* Complete the following:
**A.** According to the results and analysis section, how many sampling steps did the diffusion model use with DDIM sampling?
**B.** In the results and analysis section, condense the paragraph beginning "The results of the comparative experiments" into a short bulleted list that keeps its main facts.
**C.** From the results and analysis section, reproduce verbatim the passage starting with "Table 3Comparative performance of" and going on through "FID, KL and HR.".

4.2 Results and analysis

The results of the comparative experiments between the deterministic benchmark model and the diffusion model for the Chimney fire and Ferguson fire events are presented independently in Table 3. Both models were evaluated separately for each wildfire scenario using identical metrics across various training dataset sizes. In each independent experiment, the diffusion model employed the DDIM sampling method, configured with 600 total number of pseudo-timesteps (T) and a number of sampling steps (S) of 50, which were uniformly skipped based on a linear scheduling strategy, evenly distributing selected sampling steps across the entire sampling trajectory. This experimental setup ensured an optimal balance between sampling efficiency and predictive accuracy, enabling the reliable generation of high-quality probabilistic predictions within practical computational constraints.

Table 3Comparative performance of deterministic and diffusion models across various training set sizes on multiple metrics. Size represents the size of the training dataset, with values given in the number of 50, 100, 200, 500, and 900 samples; Deterministic refers to the performance of the benchmark model; Metrics including MSE, PSNR, SSIM, FID, KL and HR.

Stored items:
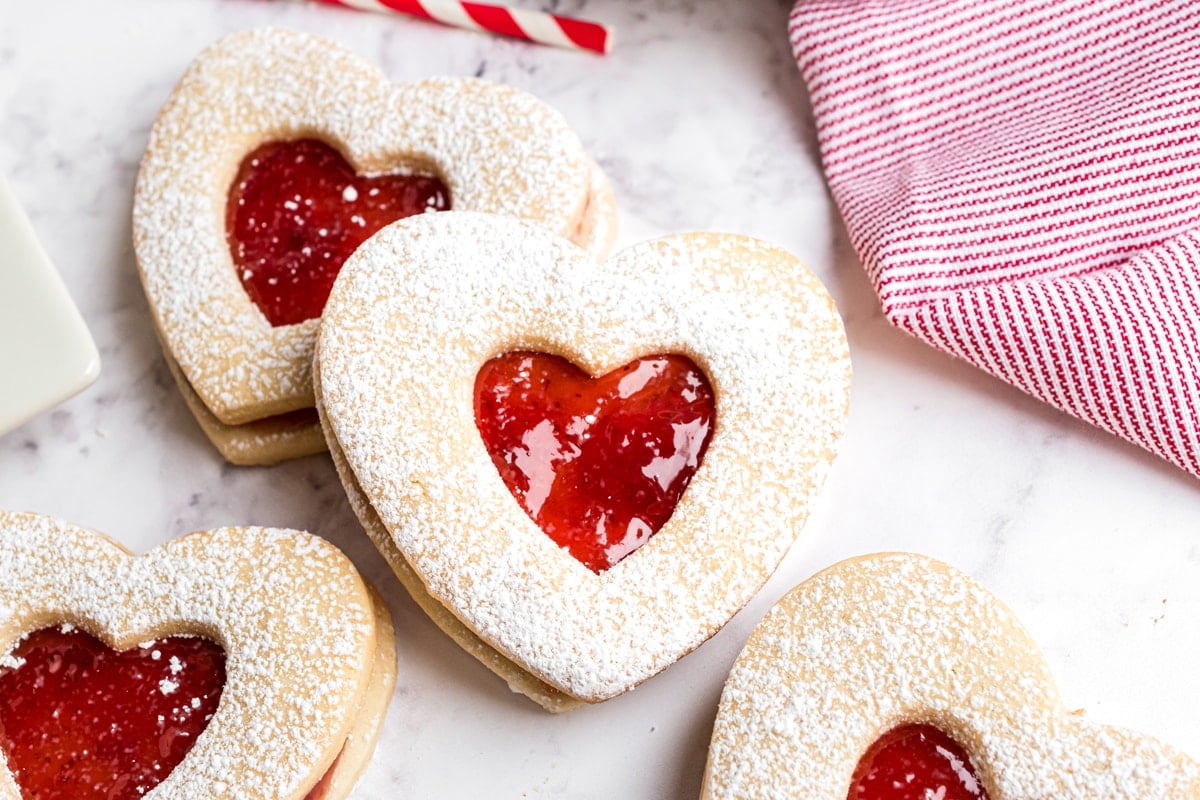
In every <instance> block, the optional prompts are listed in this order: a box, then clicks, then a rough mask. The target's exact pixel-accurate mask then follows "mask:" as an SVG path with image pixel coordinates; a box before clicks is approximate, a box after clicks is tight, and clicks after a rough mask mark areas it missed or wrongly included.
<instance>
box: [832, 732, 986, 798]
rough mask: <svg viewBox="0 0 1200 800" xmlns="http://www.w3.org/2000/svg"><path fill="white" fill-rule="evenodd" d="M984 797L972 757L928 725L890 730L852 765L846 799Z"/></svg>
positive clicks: (973, 797) (958, 744)
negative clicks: (849, 781)
mask: <svg viewBox="0 0 1200 800" xmlns="http://www.w3.org/2000/svg"><path fill="white" fill-rule="evenodd" d="M931 798H937V800H988V793H986V792H984V788H983V784H982V783H979V776H978V774H977V772H976V769H974V765H973V764H972V763H971V757H970V756H968V754H967V753H966V751H964V750H962V747H961V745H959V742H956V741H954V740H953V739H952V738H950V736H948V735H946V733H944V732H942V730H938V729H937V728H935V727H934V726H931V724H905V726H900V727H899V728H893V729H892V730H888V732H887V733H884V734H883V735H882V736H880V738H878V739H877V740H876V741H875V744H872V745H871V746H870V748H868V751H866V752H865V753H863V757H862V758H860V759H859V762H858V766H857V768H856V769H854V776H853V777H852V778H851V781H850V793H848V794H847V795H846V800H930V799H931Z"/></svg>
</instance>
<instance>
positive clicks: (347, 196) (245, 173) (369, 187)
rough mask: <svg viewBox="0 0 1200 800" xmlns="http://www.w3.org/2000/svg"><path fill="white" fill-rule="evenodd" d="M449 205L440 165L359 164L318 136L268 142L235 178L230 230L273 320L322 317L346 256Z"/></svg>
mask: <svg viewBox="0 0 1200 800" xmlns="http://www.w3.org/2000/svg"><path fill="white" fill-rule="evenodd" d="M449 207H450V192H449V191H448V190H446V187H445V185H444V184H443V182H442V181H440V180H438V179H437V178H434V176H432V175H379V176H376V178H364V176H361V175H358V174H355V172H354V169H353V168H352V167H350V164H349V163H348V162H347V161H346V158H343V157H342V154H340V152H338V151H337V150H335V149H334V148H331V146H330V145H328V144H325V143H324V142H320V140H318V139H295V140H290V142H269V143H268V144H264V145H262V146H260V148H258V149H257V150H254V151H253V152H251V154H250V155H247V156H246V157H245V158H244V160H242V162H241V166H240V167H239V168H238V175H236V178H234V181H233V185H232V186H230V187H229V199H228V203H227V205H226V237H227V239H228V241H229V251H230V252H232V253H233V261H234V264H235V265H236V267H238V276H239V277H240V278H241V284H242V285H244V287H245V288H246V294H248V295H250V299H251V300H252V301H253V302H254V305H257V306H258V307H259V309H262V312H263V314H264V315H265V317H266V319H268V321H270V323H271V325H294V324H296V323H302V321H304V320H306V319H313V318H316V317H320V312H322V309H323V308H324V307H325V301H326V300H328V299H329V290H330V288H332V285H334V278H336V277H337V272H338V270H341V269H342V264H343V263H346V259H347V258H349V255H350V253H353V252H354V251H355V249H356V248H358V246H359V245H361V243H362V242H364V241H366V240H367V239H368V237H370V236H372V235H373V234H374V233H376V231H377V230H379V229H380V228H383V227H384V225H386V224H389V223H391V222H395V221H396V219H400V218H401V217H408V216H413V215H415V213H422V212H425V211H444V210H446V209H449Z"/></svg>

* Task-by-task answers:
**A.** The diffusion model used 50 sampling steps.

**B.**
- Table 3 presents, separately for the Chimney fire and the Ferguson fire, the results of comparing a deterministic benchmark model with a diffusion model.
- Each model was evaluated independently for each wildfire scenario, using the same metrics across several training dataset sizes.
- The diffusion model used DDIM sampling with 600 total pseudo-timesteps (T) and 50 sampling steps (S).
- The sampling steps were skipped uniformly under a linear scheduling strategy, so they were spread evenly across the whole sampling trajectory.
- This setup balanced sampling efficiency against predictive accuracy, which allowed reliable, high-quality probabilistic predictions within practical computational limits.

**C.**
Table 3Comparative performance of deterministic and diffusion models across various training set sizes on multiple metrics. Size represents the size of the training dataset, with values given in the number of 50, 100, 200, 500, and 900 samples; Deterministic refers to the performance of the benchmark model; Metrics including MSE, PSNR, SSIM, FID, KL and HR.